TASK OBJECTIVE —
Filter the entries that follow, copying every line in which the word "mouth" appears.

DATASET EXCERPTS —
※ ※ ※

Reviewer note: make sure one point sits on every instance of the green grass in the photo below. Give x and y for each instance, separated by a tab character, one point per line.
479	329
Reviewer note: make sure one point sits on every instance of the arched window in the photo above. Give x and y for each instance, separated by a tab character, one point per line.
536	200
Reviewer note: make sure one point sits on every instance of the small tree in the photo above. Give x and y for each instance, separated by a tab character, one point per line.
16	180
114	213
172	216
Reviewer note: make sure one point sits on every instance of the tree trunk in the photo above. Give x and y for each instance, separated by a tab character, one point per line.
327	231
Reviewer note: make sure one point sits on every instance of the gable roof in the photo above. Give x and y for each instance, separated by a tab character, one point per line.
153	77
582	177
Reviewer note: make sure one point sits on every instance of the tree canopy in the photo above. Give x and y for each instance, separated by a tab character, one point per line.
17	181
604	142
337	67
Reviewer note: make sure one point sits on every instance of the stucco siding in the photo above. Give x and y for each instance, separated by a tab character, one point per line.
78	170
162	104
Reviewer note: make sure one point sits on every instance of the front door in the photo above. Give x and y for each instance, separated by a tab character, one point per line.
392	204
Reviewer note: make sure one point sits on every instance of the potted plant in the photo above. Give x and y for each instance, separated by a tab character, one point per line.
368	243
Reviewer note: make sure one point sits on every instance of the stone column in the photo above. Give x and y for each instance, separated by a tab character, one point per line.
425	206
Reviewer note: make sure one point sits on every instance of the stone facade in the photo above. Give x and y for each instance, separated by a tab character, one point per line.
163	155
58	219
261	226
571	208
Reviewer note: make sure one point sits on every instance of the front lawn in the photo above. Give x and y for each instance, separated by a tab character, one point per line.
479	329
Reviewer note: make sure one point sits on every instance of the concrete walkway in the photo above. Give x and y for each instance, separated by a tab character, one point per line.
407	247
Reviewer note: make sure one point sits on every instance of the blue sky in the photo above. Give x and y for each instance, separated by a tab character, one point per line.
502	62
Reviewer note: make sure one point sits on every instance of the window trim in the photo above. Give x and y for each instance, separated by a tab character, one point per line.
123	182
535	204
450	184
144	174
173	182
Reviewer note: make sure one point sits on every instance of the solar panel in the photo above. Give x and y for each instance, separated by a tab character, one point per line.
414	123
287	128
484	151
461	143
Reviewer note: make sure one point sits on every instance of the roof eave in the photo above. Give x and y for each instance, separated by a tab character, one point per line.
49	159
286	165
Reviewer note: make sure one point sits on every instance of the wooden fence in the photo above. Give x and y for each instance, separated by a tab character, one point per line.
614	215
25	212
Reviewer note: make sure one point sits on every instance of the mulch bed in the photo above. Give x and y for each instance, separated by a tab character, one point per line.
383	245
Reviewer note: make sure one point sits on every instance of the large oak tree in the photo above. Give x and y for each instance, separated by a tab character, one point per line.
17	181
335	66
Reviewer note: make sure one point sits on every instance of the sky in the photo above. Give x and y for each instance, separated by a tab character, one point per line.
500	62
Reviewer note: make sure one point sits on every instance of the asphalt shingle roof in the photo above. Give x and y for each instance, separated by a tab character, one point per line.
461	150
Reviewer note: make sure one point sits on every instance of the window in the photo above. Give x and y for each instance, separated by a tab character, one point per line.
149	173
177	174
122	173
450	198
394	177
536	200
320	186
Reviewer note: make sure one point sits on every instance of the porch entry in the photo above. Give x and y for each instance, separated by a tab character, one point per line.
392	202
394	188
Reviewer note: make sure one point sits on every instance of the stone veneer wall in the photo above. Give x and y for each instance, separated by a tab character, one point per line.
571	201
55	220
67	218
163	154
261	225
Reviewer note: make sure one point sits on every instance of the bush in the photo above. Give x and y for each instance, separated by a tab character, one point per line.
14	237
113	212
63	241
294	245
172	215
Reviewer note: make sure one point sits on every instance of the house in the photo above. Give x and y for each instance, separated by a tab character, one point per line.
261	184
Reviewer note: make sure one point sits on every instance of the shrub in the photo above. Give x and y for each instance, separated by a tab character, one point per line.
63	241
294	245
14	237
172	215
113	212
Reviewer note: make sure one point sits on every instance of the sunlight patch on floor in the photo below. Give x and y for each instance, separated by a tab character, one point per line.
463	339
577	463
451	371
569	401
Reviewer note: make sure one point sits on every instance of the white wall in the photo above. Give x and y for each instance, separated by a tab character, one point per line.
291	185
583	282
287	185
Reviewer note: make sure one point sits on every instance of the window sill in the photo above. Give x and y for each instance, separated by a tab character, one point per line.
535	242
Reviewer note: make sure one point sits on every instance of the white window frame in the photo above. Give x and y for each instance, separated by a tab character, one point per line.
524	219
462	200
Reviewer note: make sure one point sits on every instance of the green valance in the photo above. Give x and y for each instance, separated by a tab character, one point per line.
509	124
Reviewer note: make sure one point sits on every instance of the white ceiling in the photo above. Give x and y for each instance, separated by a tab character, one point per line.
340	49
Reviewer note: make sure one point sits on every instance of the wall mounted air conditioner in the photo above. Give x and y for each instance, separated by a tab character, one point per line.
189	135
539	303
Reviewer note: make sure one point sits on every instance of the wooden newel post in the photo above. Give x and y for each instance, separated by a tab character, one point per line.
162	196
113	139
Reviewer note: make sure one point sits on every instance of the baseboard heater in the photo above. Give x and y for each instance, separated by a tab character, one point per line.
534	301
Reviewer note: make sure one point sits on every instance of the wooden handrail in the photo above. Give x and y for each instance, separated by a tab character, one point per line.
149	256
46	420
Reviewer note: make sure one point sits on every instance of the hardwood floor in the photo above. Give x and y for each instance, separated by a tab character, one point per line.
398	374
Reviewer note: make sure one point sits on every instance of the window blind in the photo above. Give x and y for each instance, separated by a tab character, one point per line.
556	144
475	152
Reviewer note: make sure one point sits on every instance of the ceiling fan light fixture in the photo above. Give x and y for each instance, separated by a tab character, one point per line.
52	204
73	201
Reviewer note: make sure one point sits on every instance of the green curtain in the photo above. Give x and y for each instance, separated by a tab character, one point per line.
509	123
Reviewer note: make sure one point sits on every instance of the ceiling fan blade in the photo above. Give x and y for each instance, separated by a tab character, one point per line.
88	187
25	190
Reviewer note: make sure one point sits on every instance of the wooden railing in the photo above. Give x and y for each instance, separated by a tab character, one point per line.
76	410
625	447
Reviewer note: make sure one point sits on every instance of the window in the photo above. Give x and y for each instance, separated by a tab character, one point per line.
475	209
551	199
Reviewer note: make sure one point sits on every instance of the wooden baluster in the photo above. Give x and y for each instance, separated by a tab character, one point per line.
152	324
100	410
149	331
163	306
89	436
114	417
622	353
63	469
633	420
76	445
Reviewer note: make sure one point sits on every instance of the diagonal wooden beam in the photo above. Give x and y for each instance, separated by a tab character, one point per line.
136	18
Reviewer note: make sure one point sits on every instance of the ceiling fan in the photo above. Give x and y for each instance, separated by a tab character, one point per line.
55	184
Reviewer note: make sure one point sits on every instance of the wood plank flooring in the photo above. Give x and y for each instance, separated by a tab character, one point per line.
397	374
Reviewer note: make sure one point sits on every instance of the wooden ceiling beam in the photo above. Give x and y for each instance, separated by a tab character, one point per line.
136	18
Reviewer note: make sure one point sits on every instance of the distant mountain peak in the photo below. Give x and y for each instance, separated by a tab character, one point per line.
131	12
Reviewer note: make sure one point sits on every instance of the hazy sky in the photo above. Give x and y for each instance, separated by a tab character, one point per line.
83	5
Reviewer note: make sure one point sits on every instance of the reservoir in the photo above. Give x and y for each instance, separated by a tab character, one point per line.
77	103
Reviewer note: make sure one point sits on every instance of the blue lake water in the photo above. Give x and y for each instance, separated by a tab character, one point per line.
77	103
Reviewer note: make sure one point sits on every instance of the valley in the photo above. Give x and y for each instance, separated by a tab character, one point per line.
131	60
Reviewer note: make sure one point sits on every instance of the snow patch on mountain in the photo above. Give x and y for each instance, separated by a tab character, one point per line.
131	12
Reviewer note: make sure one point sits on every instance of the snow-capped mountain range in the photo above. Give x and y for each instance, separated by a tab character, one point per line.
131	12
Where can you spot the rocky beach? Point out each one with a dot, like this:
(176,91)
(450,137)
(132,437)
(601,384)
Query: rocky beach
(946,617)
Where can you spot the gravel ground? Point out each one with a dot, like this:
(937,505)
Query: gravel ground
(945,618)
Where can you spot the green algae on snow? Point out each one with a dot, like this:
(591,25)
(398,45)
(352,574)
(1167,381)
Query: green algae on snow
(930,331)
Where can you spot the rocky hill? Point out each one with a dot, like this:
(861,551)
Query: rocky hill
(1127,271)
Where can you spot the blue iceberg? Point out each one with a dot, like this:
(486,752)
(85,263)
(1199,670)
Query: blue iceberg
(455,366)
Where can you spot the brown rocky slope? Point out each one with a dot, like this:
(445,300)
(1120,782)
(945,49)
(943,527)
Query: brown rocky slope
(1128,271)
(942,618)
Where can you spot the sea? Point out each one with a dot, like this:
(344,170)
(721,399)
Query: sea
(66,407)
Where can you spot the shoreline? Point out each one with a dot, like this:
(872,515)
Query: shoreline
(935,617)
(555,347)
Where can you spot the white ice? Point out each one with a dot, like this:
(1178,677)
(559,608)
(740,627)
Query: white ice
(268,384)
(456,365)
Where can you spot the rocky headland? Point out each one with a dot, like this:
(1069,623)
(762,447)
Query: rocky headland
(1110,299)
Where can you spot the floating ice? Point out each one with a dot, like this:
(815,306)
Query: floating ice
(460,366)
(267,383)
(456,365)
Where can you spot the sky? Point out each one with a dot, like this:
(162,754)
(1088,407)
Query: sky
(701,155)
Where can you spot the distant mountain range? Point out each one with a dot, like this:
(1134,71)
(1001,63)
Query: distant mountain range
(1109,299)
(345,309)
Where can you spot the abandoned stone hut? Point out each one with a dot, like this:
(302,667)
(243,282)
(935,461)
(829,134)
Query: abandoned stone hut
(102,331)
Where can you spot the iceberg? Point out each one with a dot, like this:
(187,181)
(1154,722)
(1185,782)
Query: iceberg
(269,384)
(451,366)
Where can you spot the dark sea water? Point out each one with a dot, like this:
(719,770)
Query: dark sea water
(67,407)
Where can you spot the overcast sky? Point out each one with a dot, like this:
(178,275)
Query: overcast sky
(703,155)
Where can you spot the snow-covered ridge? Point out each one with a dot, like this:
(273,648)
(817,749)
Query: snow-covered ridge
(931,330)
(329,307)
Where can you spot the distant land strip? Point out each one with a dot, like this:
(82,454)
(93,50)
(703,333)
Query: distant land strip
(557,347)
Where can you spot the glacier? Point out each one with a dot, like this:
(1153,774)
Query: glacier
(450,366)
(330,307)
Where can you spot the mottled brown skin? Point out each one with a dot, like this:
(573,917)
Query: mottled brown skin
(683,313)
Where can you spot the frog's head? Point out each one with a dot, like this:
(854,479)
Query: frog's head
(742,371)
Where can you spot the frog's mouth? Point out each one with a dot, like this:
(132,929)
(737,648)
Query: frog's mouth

※ ※ ※

TASK RESPONSE —
Where can you spot the frog's mouth? Point out each one with a dot, like this:
Query: frog's mouth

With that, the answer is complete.